THE RECORDS START

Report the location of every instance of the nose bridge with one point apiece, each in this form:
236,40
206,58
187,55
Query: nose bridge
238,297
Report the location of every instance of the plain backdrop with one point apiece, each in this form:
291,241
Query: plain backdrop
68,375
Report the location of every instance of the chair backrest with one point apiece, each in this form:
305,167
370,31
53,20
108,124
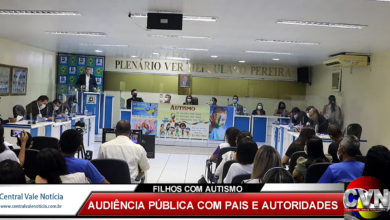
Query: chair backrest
354,129
223,151
315,171
41,142
114,170
361,158
294,158
30,162
18,110
239,178
226,168
195,100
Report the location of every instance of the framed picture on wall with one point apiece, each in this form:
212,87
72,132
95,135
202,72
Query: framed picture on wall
5,73
19,81
336,80
185,80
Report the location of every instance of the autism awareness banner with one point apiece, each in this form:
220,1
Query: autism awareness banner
144,117
183,121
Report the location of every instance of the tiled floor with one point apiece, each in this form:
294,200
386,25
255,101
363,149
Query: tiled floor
174,164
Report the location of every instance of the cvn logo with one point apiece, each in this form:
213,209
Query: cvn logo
366,197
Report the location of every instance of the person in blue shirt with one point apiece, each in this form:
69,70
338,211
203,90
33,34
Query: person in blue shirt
349,169
69,144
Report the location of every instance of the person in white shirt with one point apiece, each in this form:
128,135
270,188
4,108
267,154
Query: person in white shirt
123,148
245,156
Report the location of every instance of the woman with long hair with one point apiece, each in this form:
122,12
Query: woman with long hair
231,155
315,152
246,151
230,141
259,110
266,158
281,111
52,169
299,143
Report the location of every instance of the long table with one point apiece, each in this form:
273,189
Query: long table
52,129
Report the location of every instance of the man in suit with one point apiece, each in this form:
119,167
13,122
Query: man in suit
37,107
184,81
87,81
133,98
238,107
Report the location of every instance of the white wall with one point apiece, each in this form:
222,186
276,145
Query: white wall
250,103
364,98
41,66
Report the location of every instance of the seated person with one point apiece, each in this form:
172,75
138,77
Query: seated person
266,158
298,116
70,105
246,151
37,107
124,149
69,145
317,120
281,111
6,154
134,98
217,123
278,175
231,155
349,168
11,172
259,109
230,141
315,151
54,109
188,100
52,169
298,144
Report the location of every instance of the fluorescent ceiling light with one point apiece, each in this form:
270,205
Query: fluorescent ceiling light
184,37
287,42
322,24
264,52
182,48
104,45
185,17
177,58
40,12
95,34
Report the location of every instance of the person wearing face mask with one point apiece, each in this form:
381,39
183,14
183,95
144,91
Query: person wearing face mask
37,107
69,105
315,154
54,109
259,109
213,101
349,168
319,121
239,108
134,98
167,99
281,111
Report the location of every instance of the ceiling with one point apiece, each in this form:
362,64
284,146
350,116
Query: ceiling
239,23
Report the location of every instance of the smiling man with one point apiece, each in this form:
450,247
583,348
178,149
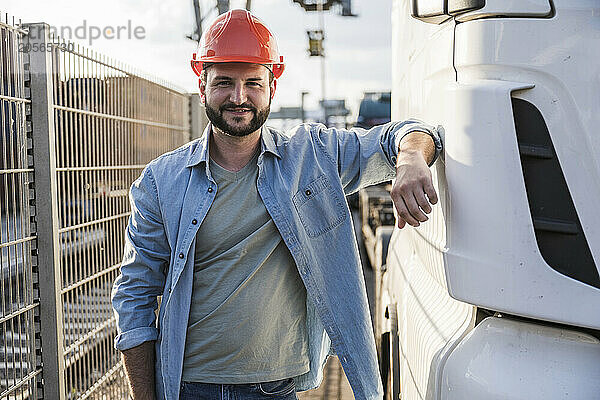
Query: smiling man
246,235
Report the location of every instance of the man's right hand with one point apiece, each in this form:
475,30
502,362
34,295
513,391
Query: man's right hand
139,366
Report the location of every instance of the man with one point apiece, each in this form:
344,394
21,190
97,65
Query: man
246,235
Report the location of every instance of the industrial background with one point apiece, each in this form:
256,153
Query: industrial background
76,129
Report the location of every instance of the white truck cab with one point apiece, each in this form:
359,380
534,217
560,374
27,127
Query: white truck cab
497,296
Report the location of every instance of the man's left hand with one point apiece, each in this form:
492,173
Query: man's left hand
413,193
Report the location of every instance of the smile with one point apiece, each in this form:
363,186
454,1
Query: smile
238,111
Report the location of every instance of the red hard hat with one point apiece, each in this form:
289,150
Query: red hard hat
238,36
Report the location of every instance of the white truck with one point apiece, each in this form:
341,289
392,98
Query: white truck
497,296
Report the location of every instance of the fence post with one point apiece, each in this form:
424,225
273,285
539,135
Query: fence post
46,205
198,119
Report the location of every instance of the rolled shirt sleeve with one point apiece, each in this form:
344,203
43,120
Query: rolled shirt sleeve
142,274
368,157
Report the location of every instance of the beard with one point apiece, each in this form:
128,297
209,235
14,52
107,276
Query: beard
215,116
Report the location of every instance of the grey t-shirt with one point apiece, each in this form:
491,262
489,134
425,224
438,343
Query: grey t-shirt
247,320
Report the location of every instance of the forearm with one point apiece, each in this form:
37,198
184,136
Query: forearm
415,144
139,367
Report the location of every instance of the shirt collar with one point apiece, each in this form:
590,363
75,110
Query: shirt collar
201,151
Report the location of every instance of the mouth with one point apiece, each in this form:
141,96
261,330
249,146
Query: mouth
238,111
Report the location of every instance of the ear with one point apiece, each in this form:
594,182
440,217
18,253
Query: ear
202,86
273,88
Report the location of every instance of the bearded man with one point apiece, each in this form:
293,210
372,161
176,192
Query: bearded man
246,235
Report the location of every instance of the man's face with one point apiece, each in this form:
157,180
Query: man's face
237,97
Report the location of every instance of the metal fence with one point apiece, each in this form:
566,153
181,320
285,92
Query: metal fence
95,123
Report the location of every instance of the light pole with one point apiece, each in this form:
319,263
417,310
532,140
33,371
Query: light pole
302,106
322,29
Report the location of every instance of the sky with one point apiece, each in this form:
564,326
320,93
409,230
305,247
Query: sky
358,49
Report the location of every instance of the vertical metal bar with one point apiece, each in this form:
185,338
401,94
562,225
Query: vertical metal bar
51,312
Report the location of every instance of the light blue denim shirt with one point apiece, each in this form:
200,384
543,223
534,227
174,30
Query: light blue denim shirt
303,179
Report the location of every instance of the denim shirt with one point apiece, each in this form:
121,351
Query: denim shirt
303,179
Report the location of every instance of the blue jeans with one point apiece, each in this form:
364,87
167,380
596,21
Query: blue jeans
284,389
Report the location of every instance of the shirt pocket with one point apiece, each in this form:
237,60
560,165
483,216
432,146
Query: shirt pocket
319,207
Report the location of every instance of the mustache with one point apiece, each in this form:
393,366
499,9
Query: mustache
231,106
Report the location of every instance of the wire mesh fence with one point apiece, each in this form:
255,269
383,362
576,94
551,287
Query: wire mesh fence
109,122
105,121
19,365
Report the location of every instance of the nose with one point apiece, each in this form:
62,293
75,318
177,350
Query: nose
238,94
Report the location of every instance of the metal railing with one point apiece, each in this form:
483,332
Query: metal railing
94,124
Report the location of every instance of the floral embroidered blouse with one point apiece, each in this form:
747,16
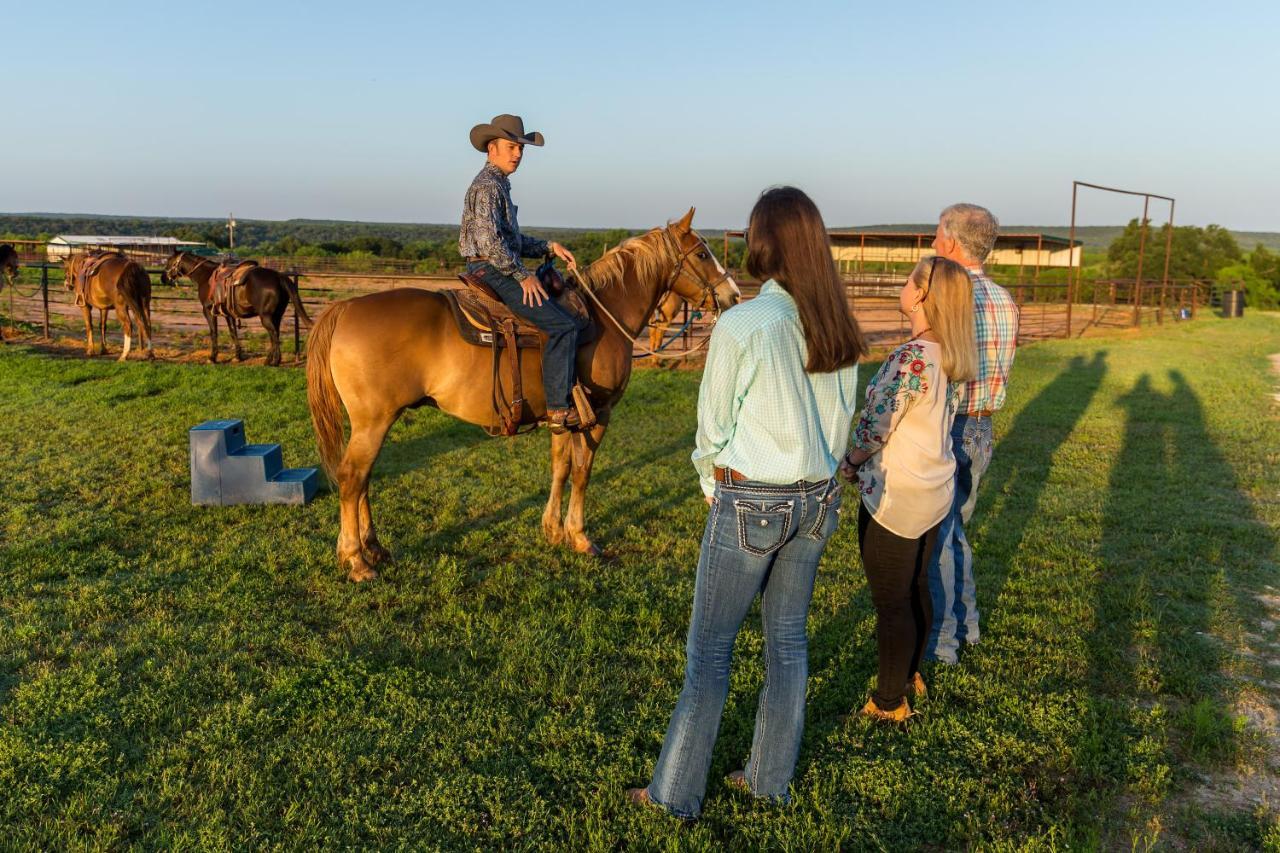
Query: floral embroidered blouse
909,480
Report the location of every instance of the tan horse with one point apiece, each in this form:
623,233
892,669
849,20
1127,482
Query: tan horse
380,354
119,283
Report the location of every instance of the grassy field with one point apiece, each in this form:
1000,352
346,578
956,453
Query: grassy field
205,678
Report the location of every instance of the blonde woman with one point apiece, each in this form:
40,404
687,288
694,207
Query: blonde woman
905,470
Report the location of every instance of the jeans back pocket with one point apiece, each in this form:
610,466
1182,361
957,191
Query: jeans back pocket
762,525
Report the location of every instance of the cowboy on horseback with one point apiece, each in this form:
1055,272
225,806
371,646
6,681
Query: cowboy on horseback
493,247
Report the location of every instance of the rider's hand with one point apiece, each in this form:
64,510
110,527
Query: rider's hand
563,254
534,292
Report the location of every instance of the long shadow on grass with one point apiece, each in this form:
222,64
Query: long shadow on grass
1175,527
1018,473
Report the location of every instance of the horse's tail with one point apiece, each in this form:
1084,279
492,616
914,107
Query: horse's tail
297,301
136,288
323,393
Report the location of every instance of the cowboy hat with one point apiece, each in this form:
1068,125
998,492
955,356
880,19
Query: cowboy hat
503,127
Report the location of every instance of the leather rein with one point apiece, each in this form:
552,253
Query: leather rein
704,284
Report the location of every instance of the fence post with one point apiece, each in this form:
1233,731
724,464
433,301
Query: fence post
44,295
297,340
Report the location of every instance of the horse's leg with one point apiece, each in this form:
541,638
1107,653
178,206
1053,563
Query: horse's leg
211,319
123,310
231,327
357,461
273,329
373,548
574,521
561,461
88,327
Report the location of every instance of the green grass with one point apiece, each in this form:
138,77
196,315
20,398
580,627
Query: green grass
205,678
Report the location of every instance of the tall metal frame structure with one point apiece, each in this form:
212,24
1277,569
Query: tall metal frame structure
1142,247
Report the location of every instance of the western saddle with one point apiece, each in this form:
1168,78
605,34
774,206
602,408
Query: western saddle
223,283
485,320
85,267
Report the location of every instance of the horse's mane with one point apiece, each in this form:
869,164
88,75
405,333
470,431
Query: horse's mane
644,255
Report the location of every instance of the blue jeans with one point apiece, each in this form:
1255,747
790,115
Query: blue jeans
955,606
561,328
766,539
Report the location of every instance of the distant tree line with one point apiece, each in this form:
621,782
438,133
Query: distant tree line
1207,254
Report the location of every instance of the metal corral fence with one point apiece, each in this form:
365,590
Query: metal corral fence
178,322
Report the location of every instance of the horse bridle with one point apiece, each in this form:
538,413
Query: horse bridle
704,284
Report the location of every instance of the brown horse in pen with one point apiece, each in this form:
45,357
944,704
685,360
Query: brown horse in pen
264,293
105,281
8,264
380,354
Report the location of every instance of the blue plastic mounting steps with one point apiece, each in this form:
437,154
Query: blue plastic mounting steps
224,470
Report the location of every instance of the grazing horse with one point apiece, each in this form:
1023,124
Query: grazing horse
264,293
115,282
380,354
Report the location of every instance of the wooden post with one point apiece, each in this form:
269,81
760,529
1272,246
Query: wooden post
44,295
297,338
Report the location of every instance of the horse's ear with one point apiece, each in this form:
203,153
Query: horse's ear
686,222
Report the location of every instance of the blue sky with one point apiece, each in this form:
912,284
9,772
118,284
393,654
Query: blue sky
882,113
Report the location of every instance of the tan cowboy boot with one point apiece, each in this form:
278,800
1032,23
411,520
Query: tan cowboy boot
897,715
561,420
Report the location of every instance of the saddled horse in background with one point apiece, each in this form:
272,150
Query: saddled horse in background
380,354
106,281
263,293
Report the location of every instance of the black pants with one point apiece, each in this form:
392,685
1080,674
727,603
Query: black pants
897,575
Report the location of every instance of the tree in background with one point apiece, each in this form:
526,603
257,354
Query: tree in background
1197,252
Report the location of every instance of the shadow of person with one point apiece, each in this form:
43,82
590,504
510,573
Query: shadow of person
1179,542
1009,493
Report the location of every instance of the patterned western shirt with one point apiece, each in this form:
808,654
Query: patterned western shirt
758,411
489,227
996,327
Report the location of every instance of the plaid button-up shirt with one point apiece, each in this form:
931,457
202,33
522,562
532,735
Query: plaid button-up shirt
489,227
996,325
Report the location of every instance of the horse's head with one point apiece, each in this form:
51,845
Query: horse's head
698,277
172,270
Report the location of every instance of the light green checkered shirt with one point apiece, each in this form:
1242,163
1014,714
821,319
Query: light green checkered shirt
758,411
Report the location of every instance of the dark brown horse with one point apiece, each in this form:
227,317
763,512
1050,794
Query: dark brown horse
380,354
115,282
8,264
264,293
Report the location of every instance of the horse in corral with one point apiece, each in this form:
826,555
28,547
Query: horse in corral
380,354
109,279
261,292
8,264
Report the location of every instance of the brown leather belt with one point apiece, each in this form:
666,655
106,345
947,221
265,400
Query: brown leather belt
730,475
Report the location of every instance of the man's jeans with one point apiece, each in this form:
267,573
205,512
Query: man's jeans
955,607
763,539
560,325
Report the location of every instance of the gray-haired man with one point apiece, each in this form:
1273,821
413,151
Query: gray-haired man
967,235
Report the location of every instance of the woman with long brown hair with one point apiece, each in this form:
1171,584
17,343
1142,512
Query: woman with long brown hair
775,409
905,471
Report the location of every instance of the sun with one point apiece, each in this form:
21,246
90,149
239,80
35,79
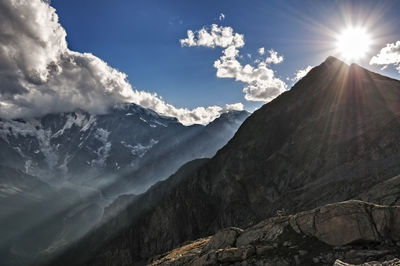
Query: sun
353,43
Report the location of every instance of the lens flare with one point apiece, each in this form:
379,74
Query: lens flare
353,43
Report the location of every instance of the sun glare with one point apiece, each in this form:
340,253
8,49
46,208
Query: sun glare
353,43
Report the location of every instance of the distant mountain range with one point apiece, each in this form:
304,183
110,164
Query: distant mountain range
334,136
59,171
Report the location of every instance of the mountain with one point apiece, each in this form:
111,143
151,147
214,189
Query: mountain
94,150
330,138
59,172
353,231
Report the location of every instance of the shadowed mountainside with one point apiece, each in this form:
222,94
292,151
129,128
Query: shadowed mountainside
333,136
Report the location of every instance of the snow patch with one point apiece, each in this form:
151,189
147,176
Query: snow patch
140,149
104,151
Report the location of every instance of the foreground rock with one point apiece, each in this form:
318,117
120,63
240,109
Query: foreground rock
353,232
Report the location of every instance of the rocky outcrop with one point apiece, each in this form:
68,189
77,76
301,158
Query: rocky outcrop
331,137
394,262
387,192
341,233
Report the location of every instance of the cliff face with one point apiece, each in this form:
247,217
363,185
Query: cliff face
331,137
351,231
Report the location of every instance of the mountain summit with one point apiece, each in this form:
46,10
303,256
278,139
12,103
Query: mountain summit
331,137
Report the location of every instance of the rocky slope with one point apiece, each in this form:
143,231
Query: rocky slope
96,150
331,137
351,231
69,167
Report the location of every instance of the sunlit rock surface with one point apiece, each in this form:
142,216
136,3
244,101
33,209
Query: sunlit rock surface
336,234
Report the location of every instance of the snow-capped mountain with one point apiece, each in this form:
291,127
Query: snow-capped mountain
79,146
69,166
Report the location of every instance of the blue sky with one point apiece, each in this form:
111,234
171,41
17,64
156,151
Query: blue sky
141,38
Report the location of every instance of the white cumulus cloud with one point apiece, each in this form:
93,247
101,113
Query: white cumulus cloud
274,57
217,36
388,55
299,74
260,81
40,75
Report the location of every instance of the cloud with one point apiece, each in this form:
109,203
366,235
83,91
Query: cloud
274,58
40,75
299,74
260,81
217,36
388,55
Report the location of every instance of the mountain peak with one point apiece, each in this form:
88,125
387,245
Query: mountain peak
331,59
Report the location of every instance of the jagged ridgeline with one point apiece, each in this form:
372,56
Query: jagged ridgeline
60,172
332,137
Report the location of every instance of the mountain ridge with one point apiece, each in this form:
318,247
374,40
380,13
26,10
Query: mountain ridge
297,152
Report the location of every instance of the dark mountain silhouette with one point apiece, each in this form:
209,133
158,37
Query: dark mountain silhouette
59,172
333,136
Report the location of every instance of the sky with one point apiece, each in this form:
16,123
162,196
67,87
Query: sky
241,54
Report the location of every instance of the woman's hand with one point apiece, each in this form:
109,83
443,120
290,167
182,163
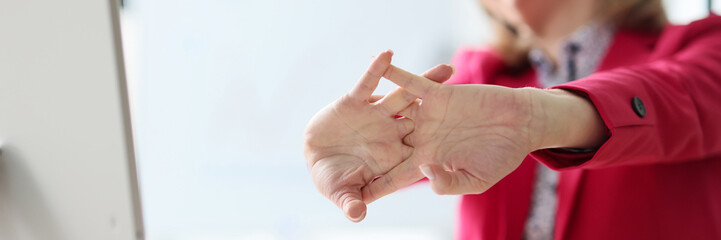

THE RECORDS END

_WHAT YOU WILL DO_. In the material above, locate the line containing "Report the location of every instance of the seated" and the line containing "Report the location of every instance of the ceiling". Transcribe exactly those two lines and every line between them, and nothing more.

_EXERCISE ANSWER_.
Report the location of every instance of the seated person with one point apiece, each in this form:
172,75
138,77
Query: seated person
266,158
298,116
70,105
246,151
37,107
124,149
69,145
317,120
281,111
6,154
134,98
217,123
278,175
231,155
349,168
11,172
259,109
230,141
315,151
54,109
188,100
52,169
298,144
Report the location of every instance of the fluorescent ceiling light with one point apiece, each in this form:
270,205
Query: fluorescent ceiling light
184,37
287,42
322,24
264,52
182,48
104,45
185,17
177,58
40,12
95,34
Report the location of every instance of the person wearing face mask with one point apiece, each in this form:
381,39
183,14
183,95
144,91
Query: person wearing face mask
37,107
69,105
315,154
54,109
259,109
213,101
349,168
319,121
239,108
134,98
167,99
281,111
Report the location of every instance of the ceiling with one point apiece, each in this form:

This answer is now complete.